■ AIM ■
Copy out the line containing "Could you point out the lower" and each line after it, through the last one in the material, exactly as written.

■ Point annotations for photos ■
>> Begin
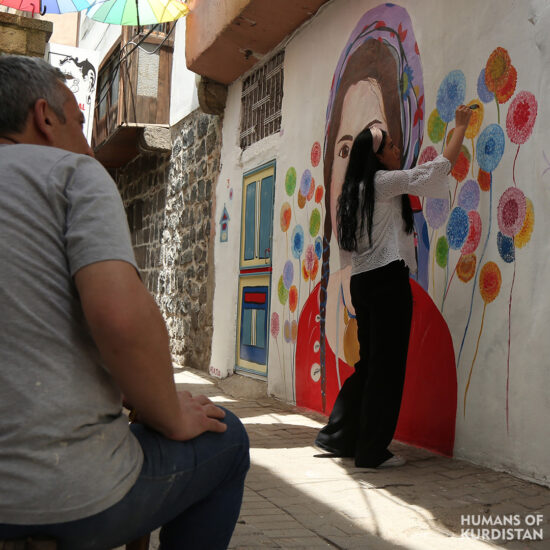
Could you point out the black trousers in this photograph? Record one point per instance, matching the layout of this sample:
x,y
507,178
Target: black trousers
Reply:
x,y
364,417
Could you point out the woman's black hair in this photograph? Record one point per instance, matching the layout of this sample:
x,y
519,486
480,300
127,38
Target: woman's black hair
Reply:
x,y
362,166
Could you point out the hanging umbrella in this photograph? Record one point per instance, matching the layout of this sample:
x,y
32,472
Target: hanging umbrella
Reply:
x,y
137,12
47,6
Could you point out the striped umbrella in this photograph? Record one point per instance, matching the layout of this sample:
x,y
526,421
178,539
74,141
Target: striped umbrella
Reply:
x,y
47,6
137,12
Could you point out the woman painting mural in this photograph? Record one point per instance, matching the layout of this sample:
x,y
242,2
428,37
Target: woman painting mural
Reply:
x,y
378,80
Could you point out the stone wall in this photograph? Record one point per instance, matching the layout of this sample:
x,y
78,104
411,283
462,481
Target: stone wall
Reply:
x,y
168,201
24,35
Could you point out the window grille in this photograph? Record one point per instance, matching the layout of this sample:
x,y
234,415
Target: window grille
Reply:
x,y
261,101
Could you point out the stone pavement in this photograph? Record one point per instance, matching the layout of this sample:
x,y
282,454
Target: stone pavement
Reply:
x,y
294,499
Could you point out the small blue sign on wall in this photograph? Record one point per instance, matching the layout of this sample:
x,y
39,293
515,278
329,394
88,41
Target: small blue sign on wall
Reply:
x,y
224,225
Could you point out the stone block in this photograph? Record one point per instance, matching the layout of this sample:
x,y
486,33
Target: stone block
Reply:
x,y
13,41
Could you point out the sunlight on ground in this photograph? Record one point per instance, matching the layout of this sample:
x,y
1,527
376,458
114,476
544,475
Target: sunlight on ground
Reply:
x,y
186,377
281,418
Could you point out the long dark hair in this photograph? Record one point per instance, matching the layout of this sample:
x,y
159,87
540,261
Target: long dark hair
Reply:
x,y
362,166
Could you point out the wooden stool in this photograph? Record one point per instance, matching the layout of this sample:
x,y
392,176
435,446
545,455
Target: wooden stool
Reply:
x,y
28,544
50,544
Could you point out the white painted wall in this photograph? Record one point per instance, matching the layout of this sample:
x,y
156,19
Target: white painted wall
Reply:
x,y
183,98
97,36
450,35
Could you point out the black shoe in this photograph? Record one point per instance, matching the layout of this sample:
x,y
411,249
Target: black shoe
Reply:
x,y
330,452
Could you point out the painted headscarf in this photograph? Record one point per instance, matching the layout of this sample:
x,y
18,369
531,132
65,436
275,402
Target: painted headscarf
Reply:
x,y
391,25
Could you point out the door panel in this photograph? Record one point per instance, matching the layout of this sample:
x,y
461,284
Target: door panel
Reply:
x,y
255,271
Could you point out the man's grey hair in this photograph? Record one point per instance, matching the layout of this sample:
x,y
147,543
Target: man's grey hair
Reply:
x,y
23,81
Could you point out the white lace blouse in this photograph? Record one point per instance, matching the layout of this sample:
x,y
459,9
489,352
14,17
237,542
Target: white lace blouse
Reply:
x,y
389,240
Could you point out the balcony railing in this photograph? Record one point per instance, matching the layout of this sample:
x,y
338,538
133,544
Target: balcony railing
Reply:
x,y
134,84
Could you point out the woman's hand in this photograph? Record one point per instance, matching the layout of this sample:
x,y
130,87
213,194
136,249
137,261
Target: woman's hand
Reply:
x,y
462,116
462,119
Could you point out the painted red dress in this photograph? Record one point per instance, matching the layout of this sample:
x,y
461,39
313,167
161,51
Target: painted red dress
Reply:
x,y
428,406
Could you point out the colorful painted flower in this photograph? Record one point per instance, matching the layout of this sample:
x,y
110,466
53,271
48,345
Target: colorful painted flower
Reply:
x,y
521,117
286,332
484,180
406,80
457,228
506,248
484,94
282,291
297,241
293,331
319,193
286,215
305,272
511,211
419,113
314,269
402,33
468,197
290,181
474,233
490,147
451,94
497,69
427,154
490,280
462,165
274,325
476,119
288,273
466,267
318,247
315,154
293,298
436,211
311,189
436,127
314,222
506,91
524,235
305,183
442,251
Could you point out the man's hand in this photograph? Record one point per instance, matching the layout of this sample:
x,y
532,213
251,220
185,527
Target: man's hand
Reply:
x,y
198,415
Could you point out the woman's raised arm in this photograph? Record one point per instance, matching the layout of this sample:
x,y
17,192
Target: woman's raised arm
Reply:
x,y
462,118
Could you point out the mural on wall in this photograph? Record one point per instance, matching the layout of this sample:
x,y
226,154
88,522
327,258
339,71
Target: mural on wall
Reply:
x,y
462,225
304,250
465,243
320,340
81,68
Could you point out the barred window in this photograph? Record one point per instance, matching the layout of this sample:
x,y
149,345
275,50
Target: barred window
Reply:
x,y
261,101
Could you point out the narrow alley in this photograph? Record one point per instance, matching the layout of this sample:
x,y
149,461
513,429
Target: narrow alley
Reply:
x,y
294,499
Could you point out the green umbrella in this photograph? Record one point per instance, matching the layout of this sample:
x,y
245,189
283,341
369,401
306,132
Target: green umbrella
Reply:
x,y
137,12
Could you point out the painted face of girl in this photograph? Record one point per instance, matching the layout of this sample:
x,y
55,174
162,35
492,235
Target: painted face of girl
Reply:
x,y
363,105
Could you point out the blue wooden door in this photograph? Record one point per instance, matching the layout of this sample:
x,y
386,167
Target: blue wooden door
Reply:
x,y
255,271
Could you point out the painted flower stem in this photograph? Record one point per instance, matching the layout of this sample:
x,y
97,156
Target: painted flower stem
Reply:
x,y
509,343
477,269
474,359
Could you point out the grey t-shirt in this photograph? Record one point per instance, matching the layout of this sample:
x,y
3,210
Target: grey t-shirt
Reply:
x,y
65,448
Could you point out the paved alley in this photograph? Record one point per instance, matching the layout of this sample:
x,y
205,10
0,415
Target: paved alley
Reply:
x,y
294,499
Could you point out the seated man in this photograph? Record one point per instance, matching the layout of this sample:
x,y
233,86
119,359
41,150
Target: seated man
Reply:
x,y
77,330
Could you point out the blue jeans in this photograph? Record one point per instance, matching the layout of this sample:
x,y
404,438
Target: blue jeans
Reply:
x,y
193,489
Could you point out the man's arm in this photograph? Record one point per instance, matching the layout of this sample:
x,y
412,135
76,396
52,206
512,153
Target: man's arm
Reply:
x,y
132,339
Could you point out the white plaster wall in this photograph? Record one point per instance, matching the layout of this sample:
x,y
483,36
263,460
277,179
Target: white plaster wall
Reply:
x,y
183,99
97,36
450,35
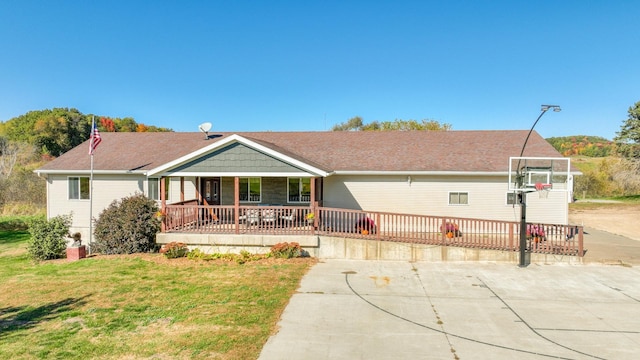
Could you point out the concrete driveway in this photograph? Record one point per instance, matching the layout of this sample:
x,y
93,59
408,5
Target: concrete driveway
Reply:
x,y
349,309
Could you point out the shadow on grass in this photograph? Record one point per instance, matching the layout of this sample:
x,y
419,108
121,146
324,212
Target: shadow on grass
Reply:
x,y
25,317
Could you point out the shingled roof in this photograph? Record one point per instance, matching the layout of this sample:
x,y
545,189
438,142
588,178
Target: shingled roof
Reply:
x,y
333,151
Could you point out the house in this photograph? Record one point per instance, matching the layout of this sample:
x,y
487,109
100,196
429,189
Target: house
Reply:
x,y
445,173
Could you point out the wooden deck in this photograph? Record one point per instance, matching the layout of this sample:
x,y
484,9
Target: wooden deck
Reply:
x,y
406,228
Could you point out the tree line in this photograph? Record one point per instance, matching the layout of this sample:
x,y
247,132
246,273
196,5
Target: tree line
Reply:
x,y
56,131
30,140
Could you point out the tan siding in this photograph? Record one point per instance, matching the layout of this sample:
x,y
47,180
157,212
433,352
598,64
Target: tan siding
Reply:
x,y
106,188
430,196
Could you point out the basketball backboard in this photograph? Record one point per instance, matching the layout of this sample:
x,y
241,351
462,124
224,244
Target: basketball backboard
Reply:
x,y
527,172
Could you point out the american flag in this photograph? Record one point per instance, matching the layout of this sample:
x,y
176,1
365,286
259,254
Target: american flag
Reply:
x,y
95,139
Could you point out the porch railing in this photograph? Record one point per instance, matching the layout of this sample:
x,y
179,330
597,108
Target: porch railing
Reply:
x,y
419,229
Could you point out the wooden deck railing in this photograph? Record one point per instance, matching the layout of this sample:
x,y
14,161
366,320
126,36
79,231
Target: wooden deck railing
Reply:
x,y
419,229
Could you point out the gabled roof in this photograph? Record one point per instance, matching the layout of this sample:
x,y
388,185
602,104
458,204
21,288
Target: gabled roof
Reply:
x,y
329,152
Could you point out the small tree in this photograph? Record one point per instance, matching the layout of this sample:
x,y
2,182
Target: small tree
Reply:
x,y
48,237
127,226
628,138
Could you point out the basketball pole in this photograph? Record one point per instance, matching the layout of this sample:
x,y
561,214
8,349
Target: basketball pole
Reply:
x,y
523,195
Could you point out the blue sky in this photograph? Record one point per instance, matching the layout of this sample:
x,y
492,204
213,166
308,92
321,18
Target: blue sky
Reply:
x,y
308,65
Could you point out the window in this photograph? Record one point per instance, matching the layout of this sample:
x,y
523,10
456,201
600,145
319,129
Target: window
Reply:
x,y
299,190
153,191
250,189
458,198
78,188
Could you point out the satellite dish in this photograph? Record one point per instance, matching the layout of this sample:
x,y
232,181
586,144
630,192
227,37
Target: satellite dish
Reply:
x,y
205,127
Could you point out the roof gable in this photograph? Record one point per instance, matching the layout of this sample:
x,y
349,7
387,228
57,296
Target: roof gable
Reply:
x,y
236,154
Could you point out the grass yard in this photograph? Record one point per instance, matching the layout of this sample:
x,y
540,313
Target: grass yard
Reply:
x,y
138,306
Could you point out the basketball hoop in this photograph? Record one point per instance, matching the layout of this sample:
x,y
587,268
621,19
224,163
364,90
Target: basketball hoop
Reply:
x,y
543,190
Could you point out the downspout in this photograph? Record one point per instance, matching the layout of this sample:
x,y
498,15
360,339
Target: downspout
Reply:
x,y
163,204
313,203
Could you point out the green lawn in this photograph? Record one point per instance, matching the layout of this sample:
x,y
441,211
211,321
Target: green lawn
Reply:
x,y
138,306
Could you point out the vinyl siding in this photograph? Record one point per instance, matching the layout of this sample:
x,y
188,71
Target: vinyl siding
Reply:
x,y
429,195
106,189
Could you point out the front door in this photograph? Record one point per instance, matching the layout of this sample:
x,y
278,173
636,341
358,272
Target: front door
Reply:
x,y
210,188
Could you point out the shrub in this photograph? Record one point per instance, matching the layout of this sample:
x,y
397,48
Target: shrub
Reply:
x,y
127,226
286,250
48,237
174,250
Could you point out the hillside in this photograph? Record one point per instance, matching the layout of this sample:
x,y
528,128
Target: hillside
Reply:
x,y
592,146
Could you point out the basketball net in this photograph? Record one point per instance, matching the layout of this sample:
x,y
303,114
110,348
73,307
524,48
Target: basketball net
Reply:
x,y
543,190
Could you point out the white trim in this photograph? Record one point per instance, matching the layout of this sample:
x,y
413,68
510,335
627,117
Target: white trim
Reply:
x,y
165,168
249,190
79,187
88,172
299,190
458,192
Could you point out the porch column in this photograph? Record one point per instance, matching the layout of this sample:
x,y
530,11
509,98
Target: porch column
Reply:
x,y
181,188
163,203
236,203
312,202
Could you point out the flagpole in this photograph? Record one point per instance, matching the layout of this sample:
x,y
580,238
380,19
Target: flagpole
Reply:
x,y
92,137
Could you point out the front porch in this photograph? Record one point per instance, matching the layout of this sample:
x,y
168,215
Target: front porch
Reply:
x,y
343,233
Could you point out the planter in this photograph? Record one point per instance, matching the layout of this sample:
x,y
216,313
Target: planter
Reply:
x,y
76,253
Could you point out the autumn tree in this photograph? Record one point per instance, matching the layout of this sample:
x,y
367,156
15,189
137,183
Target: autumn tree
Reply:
x,y
356,123
628,138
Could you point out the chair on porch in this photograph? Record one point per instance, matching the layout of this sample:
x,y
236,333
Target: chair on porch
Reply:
x,y
268,216
289,218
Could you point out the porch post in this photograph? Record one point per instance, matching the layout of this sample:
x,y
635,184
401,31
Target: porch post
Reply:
x,y
236,203
181,188
163,204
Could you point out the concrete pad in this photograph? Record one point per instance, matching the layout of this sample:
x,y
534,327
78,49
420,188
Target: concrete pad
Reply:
x,y
366,309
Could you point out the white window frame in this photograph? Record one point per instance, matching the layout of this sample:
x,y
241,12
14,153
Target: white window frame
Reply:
x,y
301,198
249,198
79,188
459,193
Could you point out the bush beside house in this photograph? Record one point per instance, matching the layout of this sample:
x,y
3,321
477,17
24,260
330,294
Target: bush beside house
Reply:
x,y
127,226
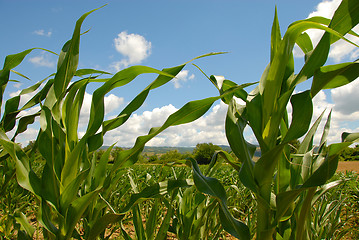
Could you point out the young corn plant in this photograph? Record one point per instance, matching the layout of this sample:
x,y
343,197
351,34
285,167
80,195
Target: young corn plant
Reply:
x,y
285,185
73,189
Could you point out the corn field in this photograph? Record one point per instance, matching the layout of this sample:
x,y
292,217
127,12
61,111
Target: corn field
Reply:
x,y
286,194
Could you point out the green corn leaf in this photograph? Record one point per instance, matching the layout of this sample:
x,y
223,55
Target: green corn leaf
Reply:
x,y
21,162
276,37
137,222
162,232
265,166
76,210
20,74
68,59
214,188
21,218
152,221
304,147
305,43
301,117
333,76
343,21
45,217
140,98
9,119
284,54
99,174
40,96
328,167
70,193
71,113
83,72
325,188
350,137
244,151
119,79
345,17
102,223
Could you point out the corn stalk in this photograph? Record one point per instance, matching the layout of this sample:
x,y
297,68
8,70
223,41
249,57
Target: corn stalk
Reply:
x,y
285,184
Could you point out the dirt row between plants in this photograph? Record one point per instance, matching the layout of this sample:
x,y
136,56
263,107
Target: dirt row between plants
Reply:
x,y
348,166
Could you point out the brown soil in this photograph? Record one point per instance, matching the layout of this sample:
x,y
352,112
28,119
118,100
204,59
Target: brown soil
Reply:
x,y
348,166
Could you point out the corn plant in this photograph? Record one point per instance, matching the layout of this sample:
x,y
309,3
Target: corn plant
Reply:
x,y
73,189
285,185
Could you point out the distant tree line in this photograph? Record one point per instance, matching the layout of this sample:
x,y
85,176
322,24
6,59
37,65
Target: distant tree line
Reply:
x,y
202,153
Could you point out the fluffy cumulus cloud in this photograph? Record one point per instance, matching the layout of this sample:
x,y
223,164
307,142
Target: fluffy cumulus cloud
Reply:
x,y
339,50
112,103
209,128
43,60
182,77
134,47
42,32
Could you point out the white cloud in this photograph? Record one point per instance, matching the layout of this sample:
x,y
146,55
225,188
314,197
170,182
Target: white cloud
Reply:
x,y
17,85
339,50
346,99
43,60
209,128
134,47
182,77
112,103
42,32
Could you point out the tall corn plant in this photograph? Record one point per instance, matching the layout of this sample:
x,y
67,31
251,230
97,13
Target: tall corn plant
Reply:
x,y
285,185
72,188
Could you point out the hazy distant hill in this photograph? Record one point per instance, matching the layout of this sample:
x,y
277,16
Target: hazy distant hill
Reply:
x,y
162,150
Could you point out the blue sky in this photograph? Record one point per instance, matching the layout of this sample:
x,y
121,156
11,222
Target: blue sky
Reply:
x,y
164,34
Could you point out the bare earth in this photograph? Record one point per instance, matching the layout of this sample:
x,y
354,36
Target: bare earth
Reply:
x,y
348,166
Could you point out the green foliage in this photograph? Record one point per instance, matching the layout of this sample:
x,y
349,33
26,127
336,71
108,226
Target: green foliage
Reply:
x,y
204,151
75,180
173,156
350,154
286,185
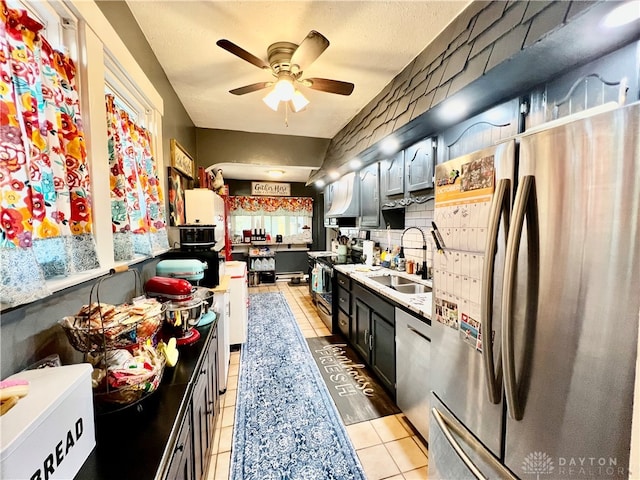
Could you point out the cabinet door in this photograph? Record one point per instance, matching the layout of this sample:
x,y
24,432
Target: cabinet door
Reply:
x,y
328,200
419,164
213,386
361,315
344,300
370,196
393,174
181,467
383,351
344,324
201,428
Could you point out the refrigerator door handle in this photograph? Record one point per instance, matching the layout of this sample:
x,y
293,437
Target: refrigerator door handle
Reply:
x,y
447,426
524,207
499,207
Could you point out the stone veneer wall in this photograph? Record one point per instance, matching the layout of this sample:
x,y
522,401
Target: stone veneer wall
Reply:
x,y
485,35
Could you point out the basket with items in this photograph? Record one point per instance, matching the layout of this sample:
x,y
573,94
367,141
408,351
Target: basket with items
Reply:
x,y
122,377
121,342
100,326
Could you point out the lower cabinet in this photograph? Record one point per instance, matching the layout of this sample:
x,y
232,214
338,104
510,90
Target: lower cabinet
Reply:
x,y
373,334
181,467
191,454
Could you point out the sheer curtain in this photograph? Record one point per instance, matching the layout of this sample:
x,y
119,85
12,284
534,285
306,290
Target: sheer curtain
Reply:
x,y
45,209
137,205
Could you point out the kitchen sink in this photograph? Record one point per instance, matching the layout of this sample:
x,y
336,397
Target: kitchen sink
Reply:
x,y
392,280
401,284
412,288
>> End
■ EXERCISE RESULT ■
Could you point out the lower cabinet in this photograph? Record one point per instance, matching the layout of this sample:
x,y
232,214
338,104
510,90
Target: lower cabinet
Reply:
x,y
373,334
181,467
191,454
Could you point out the sheer curtain in this photograph? Record one point per instance, matching the layout of this sample:
x,y
119,85
12,284
534,285
306,290
Target: sheer curtain
Reply:
x,y
45,209
137,205
Could you point out the kitchen sink in this photograph? Record one point per instance, matching the layout of this sample:
x,y
336,397
Target: kitchen sink
Reply:
x,y
392,280
401,284
412,288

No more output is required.